## Recorded information

— BEGIN —

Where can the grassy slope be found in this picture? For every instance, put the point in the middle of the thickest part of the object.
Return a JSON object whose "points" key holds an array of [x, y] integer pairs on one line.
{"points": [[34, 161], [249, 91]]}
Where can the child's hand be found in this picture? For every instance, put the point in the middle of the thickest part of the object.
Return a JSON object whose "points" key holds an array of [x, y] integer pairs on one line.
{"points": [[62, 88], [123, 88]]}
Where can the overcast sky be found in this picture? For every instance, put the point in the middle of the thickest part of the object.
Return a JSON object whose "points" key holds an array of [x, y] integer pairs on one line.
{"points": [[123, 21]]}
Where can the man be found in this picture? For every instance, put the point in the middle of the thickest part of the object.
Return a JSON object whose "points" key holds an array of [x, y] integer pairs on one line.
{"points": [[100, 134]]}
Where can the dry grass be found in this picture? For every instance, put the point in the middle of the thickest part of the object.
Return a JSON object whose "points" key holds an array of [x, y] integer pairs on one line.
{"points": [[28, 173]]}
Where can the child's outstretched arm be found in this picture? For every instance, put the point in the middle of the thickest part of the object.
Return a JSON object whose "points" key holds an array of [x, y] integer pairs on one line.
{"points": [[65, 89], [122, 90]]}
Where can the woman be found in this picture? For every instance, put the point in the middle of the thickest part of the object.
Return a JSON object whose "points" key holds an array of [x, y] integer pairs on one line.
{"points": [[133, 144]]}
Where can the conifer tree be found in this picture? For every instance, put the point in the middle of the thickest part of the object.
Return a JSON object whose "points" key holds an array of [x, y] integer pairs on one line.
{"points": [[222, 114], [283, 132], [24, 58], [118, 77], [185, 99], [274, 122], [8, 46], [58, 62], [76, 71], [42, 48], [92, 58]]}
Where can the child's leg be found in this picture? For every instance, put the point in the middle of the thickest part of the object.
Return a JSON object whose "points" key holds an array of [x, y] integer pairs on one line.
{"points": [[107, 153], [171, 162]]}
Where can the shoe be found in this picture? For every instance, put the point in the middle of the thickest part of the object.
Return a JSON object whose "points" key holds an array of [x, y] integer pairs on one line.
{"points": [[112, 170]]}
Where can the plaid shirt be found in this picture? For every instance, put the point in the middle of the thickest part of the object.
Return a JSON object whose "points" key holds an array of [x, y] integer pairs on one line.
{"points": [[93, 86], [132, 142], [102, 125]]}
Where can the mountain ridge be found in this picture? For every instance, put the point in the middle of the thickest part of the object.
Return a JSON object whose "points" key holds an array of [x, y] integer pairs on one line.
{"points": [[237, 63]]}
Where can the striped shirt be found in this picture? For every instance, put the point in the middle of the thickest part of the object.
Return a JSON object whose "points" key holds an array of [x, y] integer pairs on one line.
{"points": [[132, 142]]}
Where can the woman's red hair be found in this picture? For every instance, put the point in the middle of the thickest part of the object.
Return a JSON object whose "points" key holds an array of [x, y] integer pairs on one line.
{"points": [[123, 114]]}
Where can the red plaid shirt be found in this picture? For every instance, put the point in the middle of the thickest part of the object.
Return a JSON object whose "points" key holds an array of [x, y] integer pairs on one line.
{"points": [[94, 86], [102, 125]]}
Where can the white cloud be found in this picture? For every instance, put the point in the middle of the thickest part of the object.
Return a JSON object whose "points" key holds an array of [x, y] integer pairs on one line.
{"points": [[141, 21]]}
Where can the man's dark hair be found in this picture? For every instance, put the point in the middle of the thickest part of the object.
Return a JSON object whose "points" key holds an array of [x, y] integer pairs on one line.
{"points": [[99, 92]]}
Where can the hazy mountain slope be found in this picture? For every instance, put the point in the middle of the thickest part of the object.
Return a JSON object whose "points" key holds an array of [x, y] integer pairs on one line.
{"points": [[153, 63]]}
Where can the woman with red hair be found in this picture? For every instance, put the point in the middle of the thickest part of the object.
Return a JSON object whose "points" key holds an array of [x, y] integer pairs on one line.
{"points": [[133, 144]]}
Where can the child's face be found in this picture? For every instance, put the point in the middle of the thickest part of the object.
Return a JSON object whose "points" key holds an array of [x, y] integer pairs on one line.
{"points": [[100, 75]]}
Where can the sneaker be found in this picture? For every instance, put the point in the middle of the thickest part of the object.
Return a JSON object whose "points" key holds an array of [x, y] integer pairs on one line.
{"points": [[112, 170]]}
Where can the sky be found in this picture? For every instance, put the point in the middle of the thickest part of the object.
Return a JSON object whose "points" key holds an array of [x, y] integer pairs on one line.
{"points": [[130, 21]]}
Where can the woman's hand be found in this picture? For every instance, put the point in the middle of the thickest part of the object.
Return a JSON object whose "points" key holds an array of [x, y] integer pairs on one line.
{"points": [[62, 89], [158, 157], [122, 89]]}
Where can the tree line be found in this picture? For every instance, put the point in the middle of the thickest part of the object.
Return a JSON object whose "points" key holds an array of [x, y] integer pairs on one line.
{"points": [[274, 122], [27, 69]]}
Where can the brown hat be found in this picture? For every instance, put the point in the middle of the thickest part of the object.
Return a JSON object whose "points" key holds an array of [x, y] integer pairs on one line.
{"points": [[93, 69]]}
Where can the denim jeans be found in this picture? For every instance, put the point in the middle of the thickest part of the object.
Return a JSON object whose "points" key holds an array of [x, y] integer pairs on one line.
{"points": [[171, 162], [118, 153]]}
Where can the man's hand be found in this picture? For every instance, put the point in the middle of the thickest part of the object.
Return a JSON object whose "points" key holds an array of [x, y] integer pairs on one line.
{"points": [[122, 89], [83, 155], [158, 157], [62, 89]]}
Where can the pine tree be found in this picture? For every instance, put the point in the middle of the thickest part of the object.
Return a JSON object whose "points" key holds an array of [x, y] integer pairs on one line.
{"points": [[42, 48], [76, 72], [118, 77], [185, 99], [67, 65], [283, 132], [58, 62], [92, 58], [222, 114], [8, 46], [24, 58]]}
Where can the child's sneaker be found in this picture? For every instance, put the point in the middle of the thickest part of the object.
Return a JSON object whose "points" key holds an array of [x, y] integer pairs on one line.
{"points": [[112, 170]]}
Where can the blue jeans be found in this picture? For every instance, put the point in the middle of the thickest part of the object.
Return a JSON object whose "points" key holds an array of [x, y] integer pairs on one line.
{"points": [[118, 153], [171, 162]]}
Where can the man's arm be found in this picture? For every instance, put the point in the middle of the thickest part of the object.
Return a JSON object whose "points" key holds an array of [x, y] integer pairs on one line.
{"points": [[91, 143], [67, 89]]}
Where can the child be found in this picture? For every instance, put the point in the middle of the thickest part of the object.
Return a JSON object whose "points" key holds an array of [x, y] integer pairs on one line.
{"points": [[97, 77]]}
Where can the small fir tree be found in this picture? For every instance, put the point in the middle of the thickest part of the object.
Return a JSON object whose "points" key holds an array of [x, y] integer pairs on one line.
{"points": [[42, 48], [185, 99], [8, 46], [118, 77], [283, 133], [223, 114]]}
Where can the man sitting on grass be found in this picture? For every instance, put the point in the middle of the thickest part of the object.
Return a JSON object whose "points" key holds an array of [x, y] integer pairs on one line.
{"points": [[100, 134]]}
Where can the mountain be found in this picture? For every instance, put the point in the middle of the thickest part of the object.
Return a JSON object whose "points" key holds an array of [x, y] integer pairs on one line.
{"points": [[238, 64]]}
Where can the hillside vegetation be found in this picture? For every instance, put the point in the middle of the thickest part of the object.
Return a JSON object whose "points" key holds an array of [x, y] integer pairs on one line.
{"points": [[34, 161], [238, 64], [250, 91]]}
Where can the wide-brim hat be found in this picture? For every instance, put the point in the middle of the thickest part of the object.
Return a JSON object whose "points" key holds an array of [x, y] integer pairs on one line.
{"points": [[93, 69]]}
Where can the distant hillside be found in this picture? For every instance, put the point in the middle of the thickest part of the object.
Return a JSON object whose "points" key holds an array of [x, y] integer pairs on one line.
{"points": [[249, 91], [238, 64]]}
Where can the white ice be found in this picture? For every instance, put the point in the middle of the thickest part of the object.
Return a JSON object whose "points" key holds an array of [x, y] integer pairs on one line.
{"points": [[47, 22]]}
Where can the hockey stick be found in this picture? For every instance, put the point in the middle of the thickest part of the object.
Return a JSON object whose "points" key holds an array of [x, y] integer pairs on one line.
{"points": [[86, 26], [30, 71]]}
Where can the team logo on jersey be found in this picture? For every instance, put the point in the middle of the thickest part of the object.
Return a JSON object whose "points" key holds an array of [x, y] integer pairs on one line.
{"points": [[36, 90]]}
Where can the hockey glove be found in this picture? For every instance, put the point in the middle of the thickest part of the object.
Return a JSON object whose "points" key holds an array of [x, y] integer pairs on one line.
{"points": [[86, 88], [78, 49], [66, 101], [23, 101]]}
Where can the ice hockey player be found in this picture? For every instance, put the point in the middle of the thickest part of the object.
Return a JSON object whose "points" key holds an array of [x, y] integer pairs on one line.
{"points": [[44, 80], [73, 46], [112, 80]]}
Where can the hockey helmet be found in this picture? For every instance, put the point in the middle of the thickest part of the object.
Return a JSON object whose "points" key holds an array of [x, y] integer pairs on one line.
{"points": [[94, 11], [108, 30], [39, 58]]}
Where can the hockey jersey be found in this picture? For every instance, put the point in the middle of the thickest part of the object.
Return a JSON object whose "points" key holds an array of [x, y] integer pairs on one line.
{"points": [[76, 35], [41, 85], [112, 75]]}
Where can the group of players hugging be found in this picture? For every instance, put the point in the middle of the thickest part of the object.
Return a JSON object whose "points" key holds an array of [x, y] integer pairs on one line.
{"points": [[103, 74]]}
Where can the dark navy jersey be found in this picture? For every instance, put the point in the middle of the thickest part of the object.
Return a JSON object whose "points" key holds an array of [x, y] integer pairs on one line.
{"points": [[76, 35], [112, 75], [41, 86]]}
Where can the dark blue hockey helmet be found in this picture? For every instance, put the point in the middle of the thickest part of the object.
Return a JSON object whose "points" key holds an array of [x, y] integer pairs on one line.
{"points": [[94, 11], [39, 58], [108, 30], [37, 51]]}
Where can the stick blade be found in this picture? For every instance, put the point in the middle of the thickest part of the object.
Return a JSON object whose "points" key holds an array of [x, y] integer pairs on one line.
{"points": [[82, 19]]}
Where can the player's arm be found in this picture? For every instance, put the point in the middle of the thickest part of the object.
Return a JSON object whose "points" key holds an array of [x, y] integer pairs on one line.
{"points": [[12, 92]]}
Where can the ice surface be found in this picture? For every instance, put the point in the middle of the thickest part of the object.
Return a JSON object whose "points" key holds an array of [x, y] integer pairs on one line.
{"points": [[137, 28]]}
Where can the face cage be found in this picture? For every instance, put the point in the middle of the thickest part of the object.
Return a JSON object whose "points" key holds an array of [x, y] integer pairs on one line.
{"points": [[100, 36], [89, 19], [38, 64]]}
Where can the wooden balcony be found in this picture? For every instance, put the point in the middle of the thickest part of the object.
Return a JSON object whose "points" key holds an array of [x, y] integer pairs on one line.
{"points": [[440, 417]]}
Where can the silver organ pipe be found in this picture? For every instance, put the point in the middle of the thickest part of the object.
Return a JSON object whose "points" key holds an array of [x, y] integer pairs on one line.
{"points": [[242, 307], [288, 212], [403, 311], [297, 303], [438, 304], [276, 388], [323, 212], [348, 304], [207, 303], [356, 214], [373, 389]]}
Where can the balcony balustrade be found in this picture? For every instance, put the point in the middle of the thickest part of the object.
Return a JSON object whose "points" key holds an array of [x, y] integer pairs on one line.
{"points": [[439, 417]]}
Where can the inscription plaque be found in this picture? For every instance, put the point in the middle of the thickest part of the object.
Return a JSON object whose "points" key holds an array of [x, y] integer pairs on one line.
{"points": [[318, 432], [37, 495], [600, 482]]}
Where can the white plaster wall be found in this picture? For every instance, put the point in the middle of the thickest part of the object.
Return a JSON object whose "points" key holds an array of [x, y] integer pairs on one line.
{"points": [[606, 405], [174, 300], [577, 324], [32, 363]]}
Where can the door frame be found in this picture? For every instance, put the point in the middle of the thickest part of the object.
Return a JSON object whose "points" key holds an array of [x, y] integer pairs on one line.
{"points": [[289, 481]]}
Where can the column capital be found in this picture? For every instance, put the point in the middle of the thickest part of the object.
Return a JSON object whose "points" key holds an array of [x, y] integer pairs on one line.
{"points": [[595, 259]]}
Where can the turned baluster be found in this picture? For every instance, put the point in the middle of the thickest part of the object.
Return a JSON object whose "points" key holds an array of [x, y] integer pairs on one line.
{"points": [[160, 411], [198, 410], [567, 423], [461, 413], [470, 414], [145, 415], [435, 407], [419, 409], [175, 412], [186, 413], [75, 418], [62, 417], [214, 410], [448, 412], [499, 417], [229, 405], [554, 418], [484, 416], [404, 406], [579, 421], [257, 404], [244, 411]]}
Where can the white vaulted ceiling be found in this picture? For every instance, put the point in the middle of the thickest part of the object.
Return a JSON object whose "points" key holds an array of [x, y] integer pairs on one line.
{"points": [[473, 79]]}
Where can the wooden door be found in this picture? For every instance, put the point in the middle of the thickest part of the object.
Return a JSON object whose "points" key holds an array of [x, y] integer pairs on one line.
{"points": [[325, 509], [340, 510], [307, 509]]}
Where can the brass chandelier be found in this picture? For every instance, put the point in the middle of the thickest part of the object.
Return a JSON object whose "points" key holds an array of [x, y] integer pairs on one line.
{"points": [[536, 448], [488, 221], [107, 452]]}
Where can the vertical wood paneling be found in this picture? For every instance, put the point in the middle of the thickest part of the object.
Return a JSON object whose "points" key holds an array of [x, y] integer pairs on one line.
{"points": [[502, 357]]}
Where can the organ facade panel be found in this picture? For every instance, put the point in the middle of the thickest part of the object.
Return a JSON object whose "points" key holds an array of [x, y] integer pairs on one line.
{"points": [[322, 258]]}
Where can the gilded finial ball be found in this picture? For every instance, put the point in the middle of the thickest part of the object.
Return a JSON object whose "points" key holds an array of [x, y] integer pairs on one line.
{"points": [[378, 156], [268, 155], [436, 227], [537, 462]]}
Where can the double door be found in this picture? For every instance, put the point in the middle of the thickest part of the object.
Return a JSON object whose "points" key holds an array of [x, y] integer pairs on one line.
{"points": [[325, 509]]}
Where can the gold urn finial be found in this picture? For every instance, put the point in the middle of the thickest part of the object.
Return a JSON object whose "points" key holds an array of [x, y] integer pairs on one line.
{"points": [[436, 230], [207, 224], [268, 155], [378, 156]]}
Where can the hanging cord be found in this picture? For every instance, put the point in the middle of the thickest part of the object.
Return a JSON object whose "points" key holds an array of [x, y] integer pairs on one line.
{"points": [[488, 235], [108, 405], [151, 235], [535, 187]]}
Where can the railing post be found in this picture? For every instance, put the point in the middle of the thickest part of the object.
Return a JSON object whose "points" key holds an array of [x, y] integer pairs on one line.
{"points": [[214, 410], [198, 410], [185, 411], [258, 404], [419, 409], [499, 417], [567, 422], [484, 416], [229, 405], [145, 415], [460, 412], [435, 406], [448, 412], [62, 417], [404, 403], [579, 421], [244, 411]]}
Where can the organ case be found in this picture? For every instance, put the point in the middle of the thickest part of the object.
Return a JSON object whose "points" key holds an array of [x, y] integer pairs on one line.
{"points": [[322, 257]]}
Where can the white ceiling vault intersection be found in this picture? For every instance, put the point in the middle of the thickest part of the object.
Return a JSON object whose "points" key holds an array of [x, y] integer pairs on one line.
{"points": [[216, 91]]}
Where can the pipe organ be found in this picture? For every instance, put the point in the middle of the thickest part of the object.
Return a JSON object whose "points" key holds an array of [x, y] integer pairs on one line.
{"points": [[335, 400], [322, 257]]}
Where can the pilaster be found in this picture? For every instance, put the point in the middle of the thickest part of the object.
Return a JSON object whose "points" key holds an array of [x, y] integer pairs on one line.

— END —

## Directions for this task
Copy, character for character, the lines from the line that holds "Where can the white ceiling" through the final line of the records above.

## Correct answer
Where can the white ceiling vault intersection be found in this picture? For every instance, put the point in the middle of the thickest part of the object.
Return a JSON object whose "points" key holds an array of [x, y] integer pairs on one line.
{"points": [[216, 91]]}
Where can the pipe organ be found in this picture? For every instance, put the point in the middle of the thickest part of the object.
Return a JSON object whose "points" key holds an array of [x, y] integer pairs on one line.
{"points": [[335, 400], [322, 257]]}
Where can the pilaster be found in this picture? For every instance, put the point in the middle of the thickest part of the object.
Return a JSON object whose "points" key holds an array of [x, y] integer pairs on one line.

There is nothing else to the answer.